GOAL:
What follows is a listing. Return every line of it exactly.

/---

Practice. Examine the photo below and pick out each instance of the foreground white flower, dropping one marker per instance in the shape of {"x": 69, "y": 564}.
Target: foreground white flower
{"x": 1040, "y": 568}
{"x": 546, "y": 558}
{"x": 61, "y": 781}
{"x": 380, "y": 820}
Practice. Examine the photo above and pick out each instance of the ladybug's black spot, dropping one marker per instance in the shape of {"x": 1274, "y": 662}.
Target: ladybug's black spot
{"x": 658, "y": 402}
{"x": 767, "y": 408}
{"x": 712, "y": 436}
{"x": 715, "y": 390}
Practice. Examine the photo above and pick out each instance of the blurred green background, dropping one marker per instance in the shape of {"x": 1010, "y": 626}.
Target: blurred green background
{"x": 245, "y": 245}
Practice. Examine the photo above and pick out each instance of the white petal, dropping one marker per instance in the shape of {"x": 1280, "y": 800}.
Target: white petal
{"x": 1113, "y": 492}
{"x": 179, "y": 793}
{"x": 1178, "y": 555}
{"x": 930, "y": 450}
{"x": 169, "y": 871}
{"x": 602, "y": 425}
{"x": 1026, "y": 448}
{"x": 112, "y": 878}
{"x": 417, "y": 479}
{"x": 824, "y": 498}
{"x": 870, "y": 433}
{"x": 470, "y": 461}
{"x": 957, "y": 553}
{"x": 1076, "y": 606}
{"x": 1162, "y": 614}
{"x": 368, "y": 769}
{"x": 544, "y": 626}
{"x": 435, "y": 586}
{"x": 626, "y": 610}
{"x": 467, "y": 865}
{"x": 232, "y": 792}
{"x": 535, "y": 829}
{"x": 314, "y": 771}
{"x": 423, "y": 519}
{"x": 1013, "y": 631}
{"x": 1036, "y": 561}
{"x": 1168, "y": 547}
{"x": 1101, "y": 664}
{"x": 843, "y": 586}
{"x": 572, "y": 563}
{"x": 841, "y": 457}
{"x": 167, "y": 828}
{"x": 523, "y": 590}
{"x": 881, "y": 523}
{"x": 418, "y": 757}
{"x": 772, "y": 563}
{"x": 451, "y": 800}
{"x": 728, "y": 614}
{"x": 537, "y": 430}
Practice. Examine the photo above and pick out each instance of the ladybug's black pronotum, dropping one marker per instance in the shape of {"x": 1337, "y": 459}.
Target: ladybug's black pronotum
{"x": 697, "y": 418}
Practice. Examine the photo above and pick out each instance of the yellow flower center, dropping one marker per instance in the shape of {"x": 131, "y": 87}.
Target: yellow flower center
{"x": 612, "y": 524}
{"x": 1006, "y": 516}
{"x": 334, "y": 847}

\---

ANSWER TO THIS PROBLEM:
Practice. Examine the photo below and pick out each instance of the foreground white flower, dropping one marker per instance in the shape of {"x": 69, "y": 564}.
Target: foreground white flower
{"x": 1040, "y": 568}
{"x": 546, "y": 558}
{"x": 61, "y": 781}
{"x": 380, "y": 820}
Practice. Examine the photo above and pick out each instance of the ladybug's black spot, dropping one marker per instance in the shape of {"x": 1274, "y": 662}.
Target: ladybug's black spot
{"x": 658, "y": 402}
{"x": 767, "y": 408}
{"x": 712, "y": 436}
{"x": 715, "y": 390}
Practice. Examine the photo above and pick out each instance of the blurred green background, dropping one marker per instance in the shape of {"x": 1010, "y": 626}.
Target: blurred green background
{"x": 245, "y": 245}
Practice. Examine the photo above and pick out each instance of the white petal, dropping one marker per instance in the shape of {"x": 1280, "y": 800}.
Target: white petal
{"x": 1113, "y": 492}
{"x": 179, "y": 793}
{"x": 1178, "y": 555}
{"x": 930, "y": 450}
{"x": 169, "y": 871}
{"x": 602, "y": 425}
{"x": 1026, "y": 448}
{"x": 112, "y": 878}
{"x": 417, "y": 479}
{"x": 824, "y": 498}
{"x": 870, "y": 433}
{"x": 470, "y": 461}
{"x": 957, "y": 553}
{"x": 1076, "y": 606}
{"x": 1162, "y": 614}
{"x": 368, "y": 769}
{"x": 544, "y": 626}
{"x": 435, "y": 586}
{"x": 626, "y": 610}
{"x": 467, "y": 865}
{"x": 232, "y": 792}
{"x": 535, "y": 829}
{"x": 314, "y": 771}
{"x": 423, "y": 519}
{"x": 1013, "y": 631}
{"x": 1036, "y": 561}
{"x": 1168, "y": 547}
{"x": 1101, "y": 664}
{"x": 843, "y": 586}
{"x": 572, "y": 563}
{"x": 841, "y": 457}
{"x": 167, "y": 828}
{"x": 523, "y": 590}
{"x": 881, "y": 523}
{"x": 418, "y": 757}
{"x": 772, "y": 563}
{"x": 451, "y": 800}
{"x": 728, "y": 614}
{"x": 537, "y": 430}
Practice. Examine the photo above and pick out each instance of the ladybug's black pronotum, dropping one marker per instance in the shape of {"x": 1337, "y": 459}.
Target: ladybug's black pronotum
{"x": 697, "y": 418}
Practice. Examine the photo above and pick out each instance of the yellow flower center, dropping one marker per instance in the shape of {"x": 131, "y": 87}.
Target: yellow flower center
{"x": 612, "y": 524}
{"x": 1006, "y": 516}
{"x": 334, "y": 847}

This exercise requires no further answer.